Job >> Rewrite all of the entries below as a single numbered list, omitting any blank lines.

[Coordinate annotation entries]
____________

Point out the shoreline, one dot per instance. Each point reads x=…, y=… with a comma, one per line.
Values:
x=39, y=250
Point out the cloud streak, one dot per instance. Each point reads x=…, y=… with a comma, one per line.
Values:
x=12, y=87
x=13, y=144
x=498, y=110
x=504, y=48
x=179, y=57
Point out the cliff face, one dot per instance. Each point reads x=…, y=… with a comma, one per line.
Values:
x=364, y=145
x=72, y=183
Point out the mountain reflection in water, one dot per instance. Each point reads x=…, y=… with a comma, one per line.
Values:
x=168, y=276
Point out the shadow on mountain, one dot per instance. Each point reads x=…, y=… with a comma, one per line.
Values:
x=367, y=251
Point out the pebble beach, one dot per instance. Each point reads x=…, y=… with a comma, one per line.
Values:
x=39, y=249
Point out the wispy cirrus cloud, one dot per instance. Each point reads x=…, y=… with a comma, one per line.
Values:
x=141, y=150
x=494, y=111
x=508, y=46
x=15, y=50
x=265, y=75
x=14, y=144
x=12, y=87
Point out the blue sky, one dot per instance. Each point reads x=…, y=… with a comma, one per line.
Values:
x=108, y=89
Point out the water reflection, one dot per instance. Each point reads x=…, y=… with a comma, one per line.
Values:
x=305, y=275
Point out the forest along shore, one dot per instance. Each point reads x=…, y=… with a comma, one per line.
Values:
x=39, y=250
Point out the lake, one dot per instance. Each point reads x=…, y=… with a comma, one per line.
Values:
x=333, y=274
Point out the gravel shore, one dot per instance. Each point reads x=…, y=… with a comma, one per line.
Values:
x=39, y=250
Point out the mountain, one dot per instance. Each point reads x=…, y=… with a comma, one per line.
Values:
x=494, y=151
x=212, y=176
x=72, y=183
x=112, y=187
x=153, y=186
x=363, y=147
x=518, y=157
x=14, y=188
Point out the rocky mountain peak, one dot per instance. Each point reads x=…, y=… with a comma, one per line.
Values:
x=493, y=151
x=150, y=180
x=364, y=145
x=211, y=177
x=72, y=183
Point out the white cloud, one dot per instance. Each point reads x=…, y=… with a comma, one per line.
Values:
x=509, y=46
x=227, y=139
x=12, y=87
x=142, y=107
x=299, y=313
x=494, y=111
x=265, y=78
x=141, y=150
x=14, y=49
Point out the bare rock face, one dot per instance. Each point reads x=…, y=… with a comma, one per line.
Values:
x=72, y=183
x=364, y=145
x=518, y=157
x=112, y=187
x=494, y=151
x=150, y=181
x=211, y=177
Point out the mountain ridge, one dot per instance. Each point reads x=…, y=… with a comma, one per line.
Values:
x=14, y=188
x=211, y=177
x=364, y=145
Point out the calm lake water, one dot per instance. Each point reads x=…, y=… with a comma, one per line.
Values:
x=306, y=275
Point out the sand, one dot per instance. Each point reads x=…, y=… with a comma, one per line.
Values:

____________

Response for this exercise >>
1. Point out the shoreline, one dot per instance. Each point reads x=…, y=… with a comma, one per line.
2. Values:
3. x=39, y=250
4. Point out the cloud streak, one dot per instance. Each point reads x=…, y=… with a comma, one per line.
5. Values:
6. x=12, y=87
7. x=13, y=144
8. x=498, y=110
9. x=504, y=48
10. x=179, y=57
11. Point out the cliff face, one dot per instance. Each point reads x=…, y=… with a comma, one per line.
12. Values:
13. x=364, y=145
14. x=72, y=183
15. Point out the mountain reflection in water, one dot per instance. Each point reads x=…, y=… with a comma, one per line.
16. Values:
17. x=168, y=276
18. Point out the shadow on mountain, one dot per instance. Each point reads x=…, y=… with a comma, one per line.
19. Values:
20. x=367, y=251
21. Point out the pebble beach, one dot per instance. Each point reads x=…, y=… with a comma, one per line.
22. Values:
23. x=39, y=249
24. Point out the wispy cirrus cloud, one dot per instance. Each point reads x=…, y=… with a comma, one per line.
25. Values:
26. x=141, y=150
27. x=494, y=111
28. x=508, y=46
29. x=15, y=50
30. x=265, y=75
31. x=14, y=144
32. x=12, y=87
33. Point out the blue sky, one dot per instance. Each point reads x=…, y=… with a comma, one per line.
34. Values:
35. x=108, y=89
36. Point out the water reflection, one dot per instance. Each point reads x=…, y=… with a comma, one per line.
37. Values:
38. x=305, y=275
39. Point out the forest along shore, one dot per instance. Each point reads x=…, y=… with a comma, one per line.
40. Values:
41. x=39, y=250
42. Point out the lake, one dot per instance. Each point reads x=…, y=… with a comma, one per line.
43. Values:
44. x=333, y=274
45. Point out the gravel shore, one dot per instance. Each point reads x=…, y=… with a comma, one per line.
46. Values:
47. x=39, y=250
48. Point out the mountain, one dot per instance. Each point reads x=…, y=… with a comma, one per line.
49. Values:
50. x=494, y=151
51. x=212, y=176
52. x=72, y=183
53. x=112, y=187
54. x=153, y=186
55. x=363, y=147
56. x=518, y=157
57. x=14, y=188
58. Point out the rocky mountain peak, one dot per instance. Each point reads x=…, y=… with a comma, one per line.
59. Values:
60. x=493, y=151
61. x=150, y=180
62. x=364, y=145
63. x=211, y=177
64. x=72, y=183
65. Point out the white cloud, one dot per instance. Each point reads x=…, y=… with a comma, one per line.
66. Values:
67. x=509, y=46
68. x=227, y=139
69. x=12, y=87
70. x=142, y=107
71. x=299, y=313
72. x=494, y=111
73. x=265, y=78
74. x=141, y=150
75. x=14, y=49
76. Point out the bare rock face, one dot per instance. Each point reads x=…, y=… with a comma, one per line.
77. Values:
78. x=72, y=183
79. x=364, y=145
80. x=518, y=157
81. x=112, y=187
82. x=494, y=151
83. x=150, y=181
84. x=211, y=177
85. Point out the mountain ridge, one dot per instance. Each point reads x=…, y=… with a comma, one per line.
86. Values:
87. x=14, y=188
88. x=211, y=177
89. x=364, y=145
90. Point out the calm lake water, one dot per instance. Each point reads x=…, y=… with a comma, one per line.
91. Values:
92. x=306, y=275
93. Point out the sand, one dot per instance. Each point reads x=…, y=… with a comma, one per line.
94. Values:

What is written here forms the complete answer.